§ **REQUIRED ACTIONS**
[a] Which two problems does the passage on atomic bomb literature say it will discuss?
[b] Render this sentence from the passage on atomic bomb literature into Spanish: "The first-person narrative in atomic bomb literature challenges the boundaries of fiction in a number of ways."
[c] Write the next paragraph of the passage on atomic bomb literature, picking up after its final sentence.

§ **EXCERPT PROVIDED**
────────────────────────────────────────

Atomic bomb literature includes a wide spectrum of writings: historical, political, scientific, journalistic, as well as what is traditionally considered literary: novels, poems, and plays. But such distinctions encounter special problems when they are applied to atomic bomb literature, two of which I will discuss in this paper: fictionalizing fact in first-person narratives and fictionalizing fictions.
The first-person narrative in atomic bomb literature challenges the boundaries of fiction in a number of ways. Ōta Yōko, for example, attempted to fictionalize the facts of Hiroshima. The series of novels and short stories from Shikabane no machi to Yūnagi no machi to hito to is clearly based on Ōta’s experiences of the bombing of Hiroshima and its aftermath, and yet these works are also clearly fictionalized, so that her works are at the same time documents, commentaries, and novels.

────────────────────────────────────────

§ **DATA EXCERPTS**
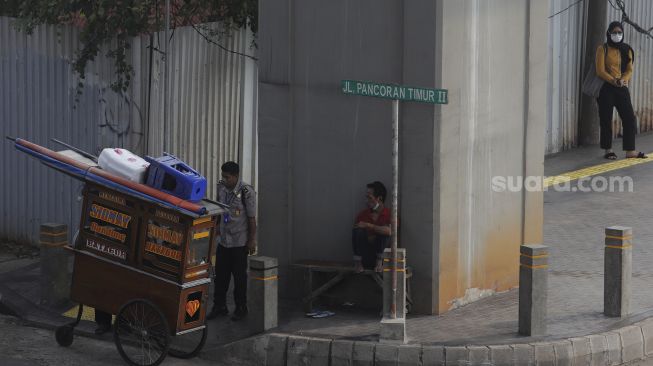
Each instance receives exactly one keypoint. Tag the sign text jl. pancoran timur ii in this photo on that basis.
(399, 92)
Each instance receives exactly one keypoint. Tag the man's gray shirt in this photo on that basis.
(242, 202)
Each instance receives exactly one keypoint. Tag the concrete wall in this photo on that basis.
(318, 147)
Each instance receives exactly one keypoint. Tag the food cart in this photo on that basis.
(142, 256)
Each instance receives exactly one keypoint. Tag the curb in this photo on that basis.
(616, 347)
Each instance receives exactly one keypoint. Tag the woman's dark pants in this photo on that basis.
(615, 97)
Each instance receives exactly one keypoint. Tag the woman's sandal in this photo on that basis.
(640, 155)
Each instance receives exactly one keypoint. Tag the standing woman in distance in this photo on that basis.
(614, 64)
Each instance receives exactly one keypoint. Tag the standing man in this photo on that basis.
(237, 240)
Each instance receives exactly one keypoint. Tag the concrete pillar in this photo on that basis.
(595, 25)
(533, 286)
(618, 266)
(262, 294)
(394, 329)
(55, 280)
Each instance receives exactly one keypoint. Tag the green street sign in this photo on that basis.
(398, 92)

────────────────────────────────────────

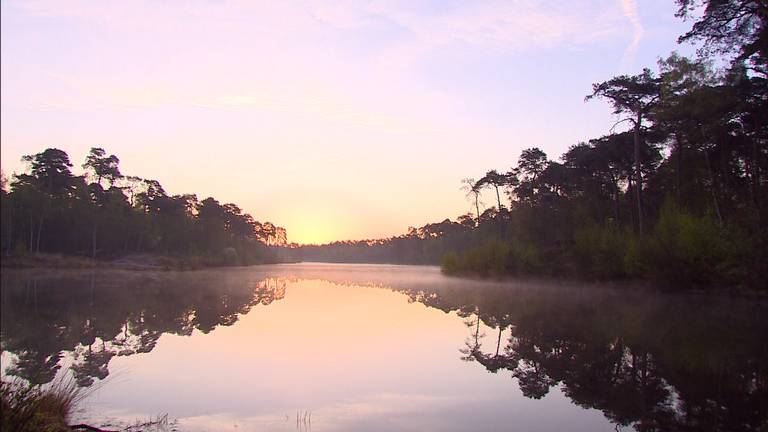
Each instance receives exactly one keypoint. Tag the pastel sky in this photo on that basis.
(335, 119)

────────────────────────────────────────

§ **ANSWERS PROVIDED**
[a] Fictionalizing fact in first-person narratives and fictionalizing fictions.

[b] La narración en primera persona en la literatura de la bomba atómica desafía los límites de la ficción de diversas maneras.

[c]
The second problem, fictionalizing a fiction, is exemplified by the case of Claude Eatherly, who was depicted in the mass media and later in works of literature as the “Hiroshima pilot” who repented his crime. A comparison of Eatherly’s letters to Günther Anders with a number of novels, plays, and poems in the context of the facts revealed in William B. Huie’s biography of Eatherly, The Hiroshima Pilot, will illustrate the intricacies of this second border clash on the boundaries of fiction.